* Directions
All of the data should be given again word for word, though the images are to be left out.

+++

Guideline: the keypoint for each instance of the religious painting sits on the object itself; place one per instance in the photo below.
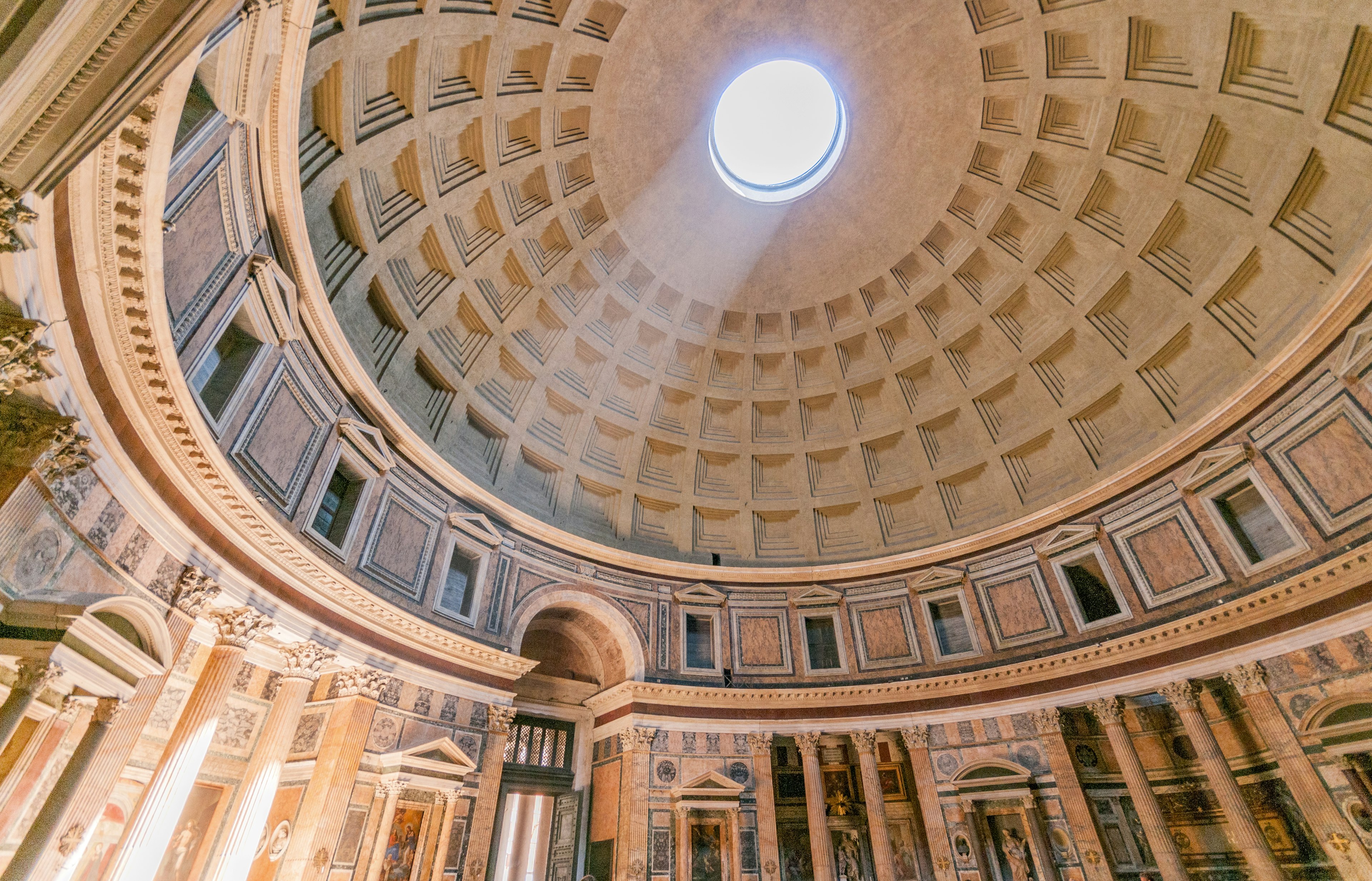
(903, 850)
(706, 854)
(794, 848)
(191, 835)
(403, 845)
(892, 783)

+++

* Solution
Guideline: the keypoint for each instance of the religious painting sits on the object itself; place one per instance in the photo below.
(903, 850)
(706, 854)
(794, 848)
(191, 835)
(403, 845)
(892, 783)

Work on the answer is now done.